--- START OF Page extract ---
The matter becomes even more uncertain given the provision allowing Gaza residents who wish to leave the Strip to do so. In light of the expected delays in reconstruction and economic recovery, this clause maintains the potential for displacement—but this time in a “voluntary” form.

The third issue is the plan’s overall timeframe. It assumes it will begin immediately once Hamas announces its acceptance, but realistic implementation will take many years, even if there are no political or security obstacles. By its nature, the plan will produce subsidiary plans and will require the formation of committees and multiple international arrangements—whether to form the technocratic government, establish the temporary international force, revive the local economy, oversee the surrender and destruction of weapons, or manage the relocation of Hamas leaders who wish to leave.

Moreover, the plan does not clarify the legal framework that would authorize the “Peace Council” to exercise its functions in governing the Gaza Strip. Assigning governance and administrative responsibilities to an external body—whether an international council or a foreign force—necessarily requires subjecting the Strip to the rules of war and internationally recognized military occupation, as stipulated in United Nations charters.
--- END OF Page extract ---
--- START OF Provided material ---
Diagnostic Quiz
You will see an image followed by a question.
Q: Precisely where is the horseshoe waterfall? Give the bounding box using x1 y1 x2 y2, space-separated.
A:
--- END OF Provided material ---
To do:
A) Quote the Gaza plan excerpt between "The third issue" and "wish to leave.", inclusive.
B) In the Gaza plan excerpt, what does the plan assume about when it will begin?
This data comes from a different source.

The results:
A)
The third issue is the plan’s overall timeframe. It assumes it will begin immediately once Hamas announces its acceptance, but realistic implementation will take many years, even if there are no political or security obstacles. By its nature, the plan will produce subsidiary plans and will require the formation of committees and multiple international arrangements—whether to form the technocratic government, establish the temporary international force, revive the local economy, oversee the surrender and destruction of weapons, or manage the relocation of Hamas leaders who wish to leave.

B) It assumes it will begin immediately once Hamas announces its acceptance.